The collection's final part (“Productive Hearts”) demonstrates the heart's affective potential. Reading the meditations and prayers of Saint Anselm of Canterbury (1033–1109), June-Ann Greeley considers Anselm's public and intensely private ruminations on the heart that would inspire a new form of emotional devotion. Eleonora Rai continues to unpack the spiritual potential of the heart in an examination of Mary's heart as both a site of conversion and a pathway to Christ in early modern Jesuit devotion. Analyzing the icon of the heart on eighteenth-century love tokens, Bridget Millmore combines the history of emotions with the history from below to demonstrate how these tokens “expressed the feelings of their giver” (215), and how the language of the heart extends to affective objects. In the collection's closing essay, Elizabeth C. Macknight traces the heart through a substantial private archive (spanning France, Saxony, and England across the period 1371–1962), charting its appearance in letters, diaries, and a coat of arms which aptly displays a flaming heart, bringing the collection full circle.

What the exercise asks:
In the passage on the collection's "Productive Hearts" part, what item in the private archive traced by Elizabeth C. Macknight displays a flaming heart?

Provided material:
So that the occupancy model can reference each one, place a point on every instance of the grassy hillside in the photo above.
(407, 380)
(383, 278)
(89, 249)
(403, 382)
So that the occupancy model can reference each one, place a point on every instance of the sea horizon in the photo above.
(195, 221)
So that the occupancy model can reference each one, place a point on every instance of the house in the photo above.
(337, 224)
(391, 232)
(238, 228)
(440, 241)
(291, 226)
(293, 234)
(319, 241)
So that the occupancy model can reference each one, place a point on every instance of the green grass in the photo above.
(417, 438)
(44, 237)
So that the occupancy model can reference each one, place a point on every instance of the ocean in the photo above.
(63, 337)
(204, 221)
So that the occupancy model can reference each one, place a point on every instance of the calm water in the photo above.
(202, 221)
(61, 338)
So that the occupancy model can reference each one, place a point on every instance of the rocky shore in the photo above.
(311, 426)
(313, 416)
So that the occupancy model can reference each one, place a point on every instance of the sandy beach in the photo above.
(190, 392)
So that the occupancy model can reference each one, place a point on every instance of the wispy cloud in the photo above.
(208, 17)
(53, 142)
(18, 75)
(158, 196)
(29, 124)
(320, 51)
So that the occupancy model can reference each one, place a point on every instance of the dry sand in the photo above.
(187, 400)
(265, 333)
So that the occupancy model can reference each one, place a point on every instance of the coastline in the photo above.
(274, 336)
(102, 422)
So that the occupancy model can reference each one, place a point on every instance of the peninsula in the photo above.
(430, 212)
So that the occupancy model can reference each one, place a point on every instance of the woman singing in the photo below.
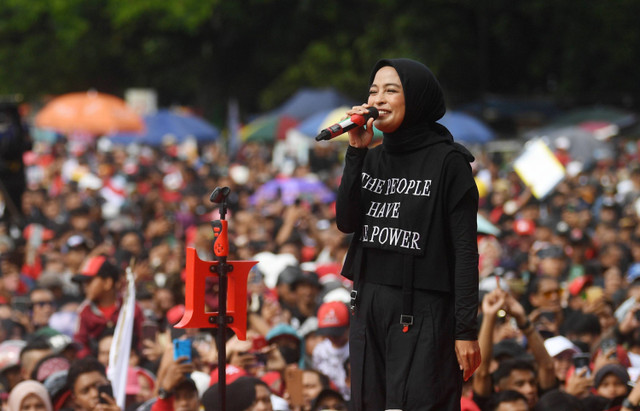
(412, 204)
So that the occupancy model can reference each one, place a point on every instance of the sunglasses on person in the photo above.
(552, 293)
(42, 303)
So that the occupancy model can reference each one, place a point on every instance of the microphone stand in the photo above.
(221, 251)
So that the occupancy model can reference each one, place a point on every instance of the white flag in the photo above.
(121, 344)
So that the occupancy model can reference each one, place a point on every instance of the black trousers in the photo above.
(412, 371)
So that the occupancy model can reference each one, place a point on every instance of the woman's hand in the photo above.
(468, 353)
(361, 137)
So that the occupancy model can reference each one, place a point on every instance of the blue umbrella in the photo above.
(467, 128)
(167, 123)
(307, 102)
(290, 189)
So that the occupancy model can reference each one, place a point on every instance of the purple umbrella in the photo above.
(290, 189)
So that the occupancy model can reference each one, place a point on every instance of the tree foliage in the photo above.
(203, 52)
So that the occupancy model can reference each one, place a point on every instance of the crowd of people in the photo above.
(558, 322)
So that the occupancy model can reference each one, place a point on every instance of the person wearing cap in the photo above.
(43, 306)
(83, 379)
(100, 280)
(329, 399)
(331, 353)
(562, 350)
(244, 394)
(519, 373)
(35, 350)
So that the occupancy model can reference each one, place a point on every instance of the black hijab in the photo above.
(424, 105)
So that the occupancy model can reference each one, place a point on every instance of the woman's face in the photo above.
(32, 403)
(386, 94)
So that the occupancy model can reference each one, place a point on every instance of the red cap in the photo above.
(232, 373)
(175, 313)
(333, 318)
(523, 226)
(46, 234)
(90, 268)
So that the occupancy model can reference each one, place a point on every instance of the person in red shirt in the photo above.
(100, 280)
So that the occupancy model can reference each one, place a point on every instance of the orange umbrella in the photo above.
(91, 112)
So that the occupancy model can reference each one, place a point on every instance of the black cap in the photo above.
(307, 277)
(289, 275)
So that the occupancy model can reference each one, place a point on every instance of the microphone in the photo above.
(345, 125)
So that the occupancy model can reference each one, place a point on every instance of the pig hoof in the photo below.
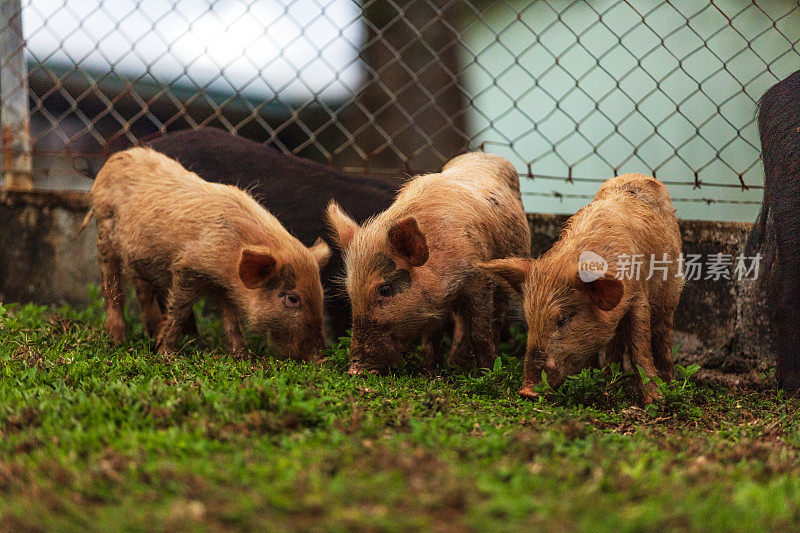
(527, 392)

Output below:
A coat of arms.